Try it: Set the records down once more so that they match the source word for word.

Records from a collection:

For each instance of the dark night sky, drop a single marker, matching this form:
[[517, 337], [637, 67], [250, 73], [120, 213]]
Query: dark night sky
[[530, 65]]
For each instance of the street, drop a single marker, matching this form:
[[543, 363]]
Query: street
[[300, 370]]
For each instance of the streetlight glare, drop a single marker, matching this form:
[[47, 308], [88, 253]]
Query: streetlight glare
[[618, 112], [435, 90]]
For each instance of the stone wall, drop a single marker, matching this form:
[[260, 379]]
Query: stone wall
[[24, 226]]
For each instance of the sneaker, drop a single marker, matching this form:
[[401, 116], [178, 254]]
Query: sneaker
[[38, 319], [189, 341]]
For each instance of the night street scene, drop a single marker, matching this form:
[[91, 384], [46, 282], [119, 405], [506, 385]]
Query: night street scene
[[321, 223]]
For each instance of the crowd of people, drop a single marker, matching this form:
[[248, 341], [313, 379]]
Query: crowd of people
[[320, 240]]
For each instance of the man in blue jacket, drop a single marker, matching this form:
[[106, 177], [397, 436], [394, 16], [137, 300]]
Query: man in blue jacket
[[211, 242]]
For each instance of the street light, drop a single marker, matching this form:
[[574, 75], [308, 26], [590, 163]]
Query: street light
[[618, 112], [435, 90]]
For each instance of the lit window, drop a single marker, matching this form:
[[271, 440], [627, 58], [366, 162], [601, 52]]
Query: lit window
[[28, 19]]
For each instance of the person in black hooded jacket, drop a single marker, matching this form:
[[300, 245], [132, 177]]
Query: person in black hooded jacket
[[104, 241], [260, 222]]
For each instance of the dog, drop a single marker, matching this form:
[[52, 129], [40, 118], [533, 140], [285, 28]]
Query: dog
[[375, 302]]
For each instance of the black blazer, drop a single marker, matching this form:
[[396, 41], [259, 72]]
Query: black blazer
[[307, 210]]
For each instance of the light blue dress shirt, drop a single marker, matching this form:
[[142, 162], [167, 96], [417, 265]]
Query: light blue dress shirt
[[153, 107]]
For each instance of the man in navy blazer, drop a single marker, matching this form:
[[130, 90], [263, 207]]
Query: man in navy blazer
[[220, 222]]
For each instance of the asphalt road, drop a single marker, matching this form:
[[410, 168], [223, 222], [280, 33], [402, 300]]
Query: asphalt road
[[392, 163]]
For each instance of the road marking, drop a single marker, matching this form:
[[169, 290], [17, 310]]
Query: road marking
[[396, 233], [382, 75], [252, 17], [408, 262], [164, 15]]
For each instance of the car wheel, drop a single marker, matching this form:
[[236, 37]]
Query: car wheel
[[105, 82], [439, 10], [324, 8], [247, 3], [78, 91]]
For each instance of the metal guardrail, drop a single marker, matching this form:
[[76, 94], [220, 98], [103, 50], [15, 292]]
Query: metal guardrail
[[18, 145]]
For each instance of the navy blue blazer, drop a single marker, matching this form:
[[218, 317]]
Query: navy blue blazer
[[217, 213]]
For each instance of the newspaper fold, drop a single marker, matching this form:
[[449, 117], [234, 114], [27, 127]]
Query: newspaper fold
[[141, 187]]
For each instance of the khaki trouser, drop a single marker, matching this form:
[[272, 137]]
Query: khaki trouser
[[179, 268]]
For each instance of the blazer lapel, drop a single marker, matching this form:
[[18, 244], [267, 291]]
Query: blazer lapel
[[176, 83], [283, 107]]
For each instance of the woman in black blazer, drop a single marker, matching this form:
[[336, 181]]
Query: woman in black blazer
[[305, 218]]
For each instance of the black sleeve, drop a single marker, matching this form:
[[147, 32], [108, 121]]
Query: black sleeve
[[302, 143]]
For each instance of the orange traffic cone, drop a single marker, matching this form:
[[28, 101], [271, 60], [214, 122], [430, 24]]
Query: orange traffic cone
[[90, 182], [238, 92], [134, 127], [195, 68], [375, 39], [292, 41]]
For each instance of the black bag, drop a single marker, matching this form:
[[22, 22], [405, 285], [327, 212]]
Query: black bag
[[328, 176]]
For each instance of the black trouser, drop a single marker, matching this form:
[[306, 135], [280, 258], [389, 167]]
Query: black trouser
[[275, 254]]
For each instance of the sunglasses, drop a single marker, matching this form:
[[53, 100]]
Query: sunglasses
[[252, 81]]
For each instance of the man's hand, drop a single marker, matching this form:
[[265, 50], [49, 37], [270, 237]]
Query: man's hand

Task output:
For each instance of the dark night sky, drop a single marker, matching this form:
[[517, 337], [637, 67], [250, 73], [120, 213]]
Query: dark night sky
[[530, 65]]
For each instance of the street, drop a single marker, matching this form:
[[543, 363]]
Query: street
[[300, 370]]
For each instance of the streetlight glare, drop a single marker, matching this form:
[[47, 308], [88, 253]]
Query: streetlight glare
[[618, 112], [435, 90]]
For each instance of the stone wall, drop a single marker, matching this form:
[[260, 379]]
Query: stone wall
[[24, 226]]
For each instance of the sneaker, drop a single marker, matching this form:
[[401, 116], [178, 254]]
Query: sneaker
[[38, 319], [189, 341]]
For each instance of the night street scene, drop a single marker, matching this form:
[[91, 384], [46, 282], [119, 405], [506, 385]]
Query: night street scene
[[321, 223]]
For each instance of the crowd of people, drop a single marker, matching this form:
[[248, 341], [313, 379]]
Query: crowd of people
[[320, 240]]
For each instance of the man in blue jacket, drop a single marker, matching this form:
[[106, 177], [397, 436], [394, 16], [137, 300]]
Query: man in blue jacket
[[211, 242]]
For each instance of the street light, drop a single marker, matching this form:
[[574, 75], [308, 26], [590, 163]]
Query: street light
[[618, 112], [435, 90]]
For each instance of the lit window, drop a single marker, matching this form:
[[271, 440], [627, 58], [366, 162], [601, 52]]
Query: lit window
[[28, 19]]
For each instance of the person in black hooded jacket, drop a single marker, matching this form:
[[300, 245], [132, 177]]
Query: person in black hooded jacket
[[104, 241], [260, 222]]
For each instance of the dog, drop a single marker, matching this form:
[[52, 129], [40, 118], [533, 140], [285, 28]]
Query: dog
[[375, 302]]
For each instance of the black blazer, drop a single marker, matching this form:
[[396, 41], [259, 72]]
Query: black blazer
[[307, 210]]
For each instance of the light blue dress shirt, drop a single marker, matching this form:
[[142, 162], [167, 96], [417, 265]]
Query: light blue dress shirt
[[153, 107]]
For each instance of the man in navy blazer, drop a single marker, matching this form:
[[130, 90], [263, 207]]
Query: man in navy blazer
[[220, 222]]
For each instance of the asphalt road, drop a single marker, matching this form:
[[410, 168], [223, 222], [280, 33], [402, 300]]
Query: asphalt road
[[392, 163]]
For each instance of the road marking, drop a single marker, matching this form:
[[169, 290], [17, 310]]
Query: road marking
[[396, 233], [382, 75], [252, 17], [408, 262], [164, 15]]
For each instance of the car wheel, drop a single marker, matching this form:
[[236, 37]]
Query: car wheel
[[105, 82], [439, 10], [324, 8], [247, 3], [78, 91]]
For each instance of the metal guardrail, drop a single marker, matching this form:
[[76, 94], [220, 98], [103, 50], [15, 292]]
Query: metal guardrail
[[18, 145]]
For each instance of the navy blue blazer, drop a single marker, matching this form:
[[218, 317]]
Query: navy blue blazer
[[217, 213]]
For each instance of the newspaper fold, drop a single marker, matching this form:
[[449, 117], [234, 114], [27, 127]]
Query: newspaper fold
[[141, 187]]
For each instance of the khaki trouser, drop a single marker, matching this form:
[[272, 137]]
Query: khaki trouser
[[179, 268]]
For each instance of the blazer lapel, drop a single marker, matching this form:
[[18, 244], [267, 291]]
Query: blazer lapel
[[176, 83], [283, 107]]
For each instance of the woman in black blazer, drop a single marker, matching this form:
[[336, 181]]
Query: woman in black blazer
[[305, 218]]
For each instance of the black sleeve, drop a single marker, matching this form:
[[147, 32], [108, 121]]
Query: black sleeve
[[302, 143]]
For each instance of the orange traffic cone, drop a single marker, matching this form:
[[28, 101], [271, 60], [214, 122], [430, 24]]
Query: orange traffic cone
[[90, 182], [238, 92], [134, 127], [195, 68], [375, 39], [292, 41]]
For each instance of the black bag, drop a single marker, matching this form:
[[22, 22], [405, 285], [327, 212]]
Query: black bag
[[328, 176]]
For each instance of the black trouser, drop a single marker, matching this form:
[[306, 135], [280, 258], [389, 167]]
Query: black trouser
[[275, 254]]
For each instance of the sunglasses, drop a single marker, matching this form:
[[53, 100]]
Query: sunglasses
[[252, 81]]
For each instance of the man's hand, drop a single marker, matching this form:
[[265, 50], [49, 37], [270, 237]]
Query: man's hand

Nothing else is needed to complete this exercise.